[THE TASK]
The data below should be duplicated in full, unchanged.

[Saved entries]
Segment Open
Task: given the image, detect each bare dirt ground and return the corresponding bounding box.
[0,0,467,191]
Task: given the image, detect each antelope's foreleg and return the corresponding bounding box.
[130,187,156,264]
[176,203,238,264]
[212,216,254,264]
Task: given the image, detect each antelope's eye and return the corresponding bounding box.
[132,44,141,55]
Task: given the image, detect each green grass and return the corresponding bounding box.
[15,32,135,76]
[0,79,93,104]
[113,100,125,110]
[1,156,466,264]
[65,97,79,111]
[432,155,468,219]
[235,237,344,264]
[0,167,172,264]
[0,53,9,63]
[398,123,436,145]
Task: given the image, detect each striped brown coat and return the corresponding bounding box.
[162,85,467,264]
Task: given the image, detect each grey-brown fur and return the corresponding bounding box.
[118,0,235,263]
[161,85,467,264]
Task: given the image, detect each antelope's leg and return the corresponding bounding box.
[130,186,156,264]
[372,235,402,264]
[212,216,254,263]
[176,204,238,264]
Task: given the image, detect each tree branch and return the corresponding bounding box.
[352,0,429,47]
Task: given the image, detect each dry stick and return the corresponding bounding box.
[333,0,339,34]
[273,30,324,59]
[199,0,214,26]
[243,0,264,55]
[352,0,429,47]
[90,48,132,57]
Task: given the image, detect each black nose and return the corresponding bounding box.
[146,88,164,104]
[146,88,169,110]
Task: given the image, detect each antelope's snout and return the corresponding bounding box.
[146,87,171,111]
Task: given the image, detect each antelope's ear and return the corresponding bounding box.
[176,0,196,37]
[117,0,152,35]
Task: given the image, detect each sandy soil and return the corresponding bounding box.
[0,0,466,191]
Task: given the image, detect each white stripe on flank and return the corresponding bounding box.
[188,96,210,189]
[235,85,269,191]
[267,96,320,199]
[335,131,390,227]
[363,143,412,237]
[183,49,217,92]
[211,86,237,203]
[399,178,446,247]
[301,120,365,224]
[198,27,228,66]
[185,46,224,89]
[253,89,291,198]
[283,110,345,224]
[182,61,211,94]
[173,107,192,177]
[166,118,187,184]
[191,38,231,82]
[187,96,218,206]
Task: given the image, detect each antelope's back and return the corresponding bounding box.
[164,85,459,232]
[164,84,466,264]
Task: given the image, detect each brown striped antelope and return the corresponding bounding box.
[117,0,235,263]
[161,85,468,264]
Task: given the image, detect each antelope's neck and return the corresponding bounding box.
Segment Closed
[WRITTEN REPLY]
Task: given the image, detect each bare dirt ground and return the corresponding bounding box.
[0,0,467,191]
Task: given the image, detect each antelope's foreleg and return the corresponding bounding box.
[130,187,156,264]
[176,203,238,264]
[212,216,254,264]
Task: given the image, detect each antelope's eye and return the corresponding bounding box.
[132,44,141,55]
Task: given the image, detect each green grass and return the corresponding bounding box.
[15,32,135,76]
[0,79,93,104]
[113,100,125,110]
[1,156,466,264]
[65,97,79,111]
[432,155,468,219]
[235,237,344,264]
[0,167,172,264]
[0,53,9,63]
[398,123,436,145]
Task: given the image, detect each striped brown coat and return the corresponding bounding box.
[162,85,467,264]
Task: given the image, detect each grey-brown fur and return the corresponding bounding box.
[118,0,235,263]
[161,85,467,264]
Task: given the image, detect each antelope's leg and return the corresponding bounding box.
[130,186,156,264]
[372,235,402,264]
[212,216,254,263]
[176,204,238,264]
Task: given the image, detect each tree branch and return the corresponding bounding box.
[352,0,429,47]
Task: given the image, detect each dry stick and return the corresponding bounding box.
[333,0,339,34]
[273,30,324,59]
[199,0,214,26]
[243,0,264,55]
[352,0,429,47]
[90,48,132,57]
Task: given the image, detect each black nose and return the corresponding bounding box.
[146,88,164,104]
[146,88,169,110]
Task: given the image, detect each antelope's snout and return the corresponding bounding box.
[146,87,171,111]
Task: given the image, detect each antelope's ear and return the corresponding bounding box.
[176,0,196,37]
[117,0,152,35]
Task: given the image, detect each sandy soil and return the corresponding bounding box.
[0,0,466,191]
Task: given the image, detect each white stripe on flank and return the corresponding bounding box.
[188,96,210,189]
[235,85,269,191]
[267,96,320,199]
[335,131,390,227]
[363,143,412,237]
[183,49,217,92]
[211,86,237,203]
[399,178,446,247]
[301,120,365,224]
[198,27,228,66]
[185,46,224,89]
[253,89,291,198]
[283,110,345,224]
[182,61,211,94]
[173,107,192,177]
[166,118,187,184]
[191,38,231,82]
[187,96,218,206]
Task: given the image, detect each antelope's back and return the corresponding bounding box.
[164,85,459,232]
[164,84,466,264]
Task: given the image, detect each brown striped antelope and return the corresponding bounding box.
[117,0,235,263]
[161,85,468,264]
Task: given the image, detect each antelope's neck and return the corresponding bounding box.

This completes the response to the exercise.